> **Work item**: The data should be printed again, exactly.

[Natural-language object grounding data]
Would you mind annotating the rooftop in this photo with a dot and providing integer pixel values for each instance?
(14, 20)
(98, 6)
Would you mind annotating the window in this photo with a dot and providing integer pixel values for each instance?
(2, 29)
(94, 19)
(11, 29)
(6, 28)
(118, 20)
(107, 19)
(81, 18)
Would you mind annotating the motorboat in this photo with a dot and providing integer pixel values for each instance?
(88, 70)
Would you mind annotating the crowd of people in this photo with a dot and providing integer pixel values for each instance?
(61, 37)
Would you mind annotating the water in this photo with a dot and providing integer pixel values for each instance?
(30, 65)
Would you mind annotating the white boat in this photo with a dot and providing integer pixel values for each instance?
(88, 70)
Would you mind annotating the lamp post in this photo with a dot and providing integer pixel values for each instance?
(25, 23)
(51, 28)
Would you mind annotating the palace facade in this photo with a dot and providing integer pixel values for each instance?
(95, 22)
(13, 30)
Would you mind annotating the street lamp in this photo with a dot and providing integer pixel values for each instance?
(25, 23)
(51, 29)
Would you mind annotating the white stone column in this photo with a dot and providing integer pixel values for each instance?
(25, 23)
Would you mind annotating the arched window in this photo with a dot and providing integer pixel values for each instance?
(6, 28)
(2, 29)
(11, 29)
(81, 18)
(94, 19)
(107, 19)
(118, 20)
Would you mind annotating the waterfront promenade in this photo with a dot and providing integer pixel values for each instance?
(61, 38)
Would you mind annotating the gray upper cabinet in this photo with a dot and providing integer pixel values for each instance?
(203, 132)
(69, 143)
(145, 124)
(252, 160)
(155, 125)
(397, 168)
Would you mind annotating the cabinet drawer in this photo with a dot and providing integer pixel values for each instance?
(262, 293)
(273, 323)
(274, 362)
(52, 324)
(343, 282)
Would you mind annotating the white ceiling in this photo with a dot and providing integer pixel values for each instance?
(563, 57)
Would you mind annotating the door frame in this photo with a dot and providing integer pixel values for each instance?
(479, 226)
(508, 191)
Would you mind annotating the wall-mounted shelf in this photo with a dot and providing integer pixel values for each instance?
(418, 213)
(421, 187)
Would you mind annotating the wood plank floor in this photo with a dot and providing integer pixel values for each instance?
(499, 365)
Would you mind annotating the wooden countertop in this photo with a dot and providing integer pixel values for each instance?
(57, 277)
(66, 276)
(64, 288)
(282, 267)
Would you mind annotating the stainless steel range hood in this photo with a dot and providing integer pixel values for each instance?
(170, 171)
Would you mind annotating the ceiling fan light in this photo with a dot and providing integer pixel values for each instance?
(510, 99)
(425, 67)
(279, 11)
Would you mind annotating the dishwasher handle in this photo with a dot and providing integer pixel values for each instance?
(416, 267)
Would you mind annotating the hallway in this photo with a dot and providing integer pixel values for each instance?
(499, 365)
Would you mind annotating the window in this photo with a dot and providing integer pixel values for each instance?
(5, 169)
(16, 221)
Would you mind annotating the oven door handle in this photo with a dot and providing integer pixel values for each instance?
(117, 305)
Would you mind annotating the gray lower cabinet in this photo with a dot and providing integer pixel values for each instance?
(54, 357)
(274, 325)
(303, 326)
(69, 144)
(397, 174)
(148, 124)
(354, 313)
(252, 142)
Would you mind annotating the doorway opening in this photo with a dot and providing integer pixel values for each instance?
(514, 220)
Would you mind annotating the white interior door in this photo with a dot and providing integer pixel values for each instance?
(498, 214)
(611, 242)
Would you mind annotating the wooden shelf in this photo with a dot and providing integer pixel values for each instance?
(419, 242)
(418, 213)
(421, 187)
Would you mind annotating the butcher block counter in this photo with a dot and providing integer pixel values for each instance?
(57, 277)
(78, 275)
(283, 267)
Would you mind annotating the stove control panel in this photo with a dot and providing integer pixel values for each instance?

> **Expected answer**:
Would you mind annotating the rooftop in this photo with a dot and providing integer pixel values for each instance?
(14, 20)
(98, 6)
Would you mind annotating the window in this photo with a dot and providing integer pixel values for each instance?
(2, 29)
(94, 19)
(11, 29)
(6, 28)
(118, 20)
(107, 19)
(81, 18)
Would you mind annotating the motorboat in this photo with a dot and providing integer pixel values for each instance?
(88, 70)
Would you mind annotating the crowd of people in this photo with a dot and providing integer pixel values for each instance?
(61, 37)
Would you mind annotating the water in this photo with a dot and providing integer pixel values for each instance?
(30, 65)
Would you mind annotating the white boat in this photo with a dot and providing integer pixel values for each instance?
(88, 70)
Would you mind annotating the lamp post in this photo with a dot and providing integer pixel values for each instance?
(25, 23)
(51, 28)
Would you mind annotating the palace facade in this photo with a dot and providing integer pixel values for each instance?
(95, 22)
(13, 30)
Would you mind annotating the street lamp in this photo with a dot and providing integer pixel values for each instance?
(25, 23)
(51, 29)
Would you mind annotating the white stone column in this photo with a dot and providing integer pixel values for each instance?
(25, 23)
Would you mind annotating the arched window in this photo with a dot and providing integer pixel values for each instance?
(6, 28)
(2, 29)
(11, 29)
(81, 18)
(94, 19)
(107, 19)
(118, 20)
Would you mind annotating the waterfront promenade in this photo with a dot and providing integer pixel values for each instance?
(61, 38)
Would you mind annotating the gray upper cabinet in this photo with a dot and providing integer pixel values for each instance?
(203, 132)
(69, 143)
(145, 124)
(252, 160)
(155, 125)
(397, 168)
Would you mind annotating the cabinet drawer in this photo with a dot and providing integer pixel values for each instance?
(262, 293)
(273, 323)
(274, 362)
(52, 324)
(343, 282)
Would you mind annotating the white ceiling in this photo with a dot and providing integer pixel values for each instance?
(563, 57)
Would you mind annotating the door frame in this photo with a dot and providing integer pixel values for each instance?
(479, 226)
(508, 191)
Would you mind annotating the wall-mounted shelf in this photo with a dot and providing integer pixel values for each instance?
(418, 213)
(421, 187)
Would you mind annotating the wood plank floor in this photo with a dot and providing integer pixel values for each instance?
(499, 365)
Would you mind annotating the wooden countertop in this photo with a dot and providing integer pixel values for each instance?
(57, 277)
(66, 276)
(64, 288)
(282, 267)
Would you mind annotating the stainless steel range hood in this photo with a dot and providing integer pixel values for each instance?
(170, 171)
Would you mind annotating the ceiling fan light in this photo with a dot and providing integer pixel values for each instance?
(510, 99)
(425, 67)
(279, 11)
Would you mind annotating the dishwasher handle in this photo with a dot and providing integer pixel values for each instance?
(416, 267)
Would you mind annotating the hallway in this photo with a dot and providing integer pixel values for each instance?
(499, 365)
Would you mind annotating the window in this photo with a dot and providing integer pixel values for each instance?
(5, 169)
(16, 221)
Would you mind annotating the oven door handle in this photo with a dot and providing integer pixel values for each instance?
(117, 305)
Would you mind annotating the gray lower cabinet in this photo with a dot and providing integer pixel values for each instance?
(54, 357)
(274, 325)
(303, 326)
(69, 144)
(397, 174)
(148, 124)
(354, 313)
(252, 142)
Would you mind annotating the doorway opening in this photo with a dot and providing integer pixel values for each instance?
(514, 220)
Would you mind annotating the white interior door in this photo with a dot and providing integer pixel values for each instance?
(498, 214)
(611, 242)
Would you mind annotating the wooden shelf in this photo with a dot and providing integer pixel values for each instance?
(419, 242)
(418, 213)
(421, 187)
Would you mind annotating the butcher block counter in this photo with a dot and providing integer pixel values for each instance?
(57, 277)
(78, 275)
(283, 267)
Would you mind annotating the stove control panel in this photo with a dot and providing integer pixel values for each instance?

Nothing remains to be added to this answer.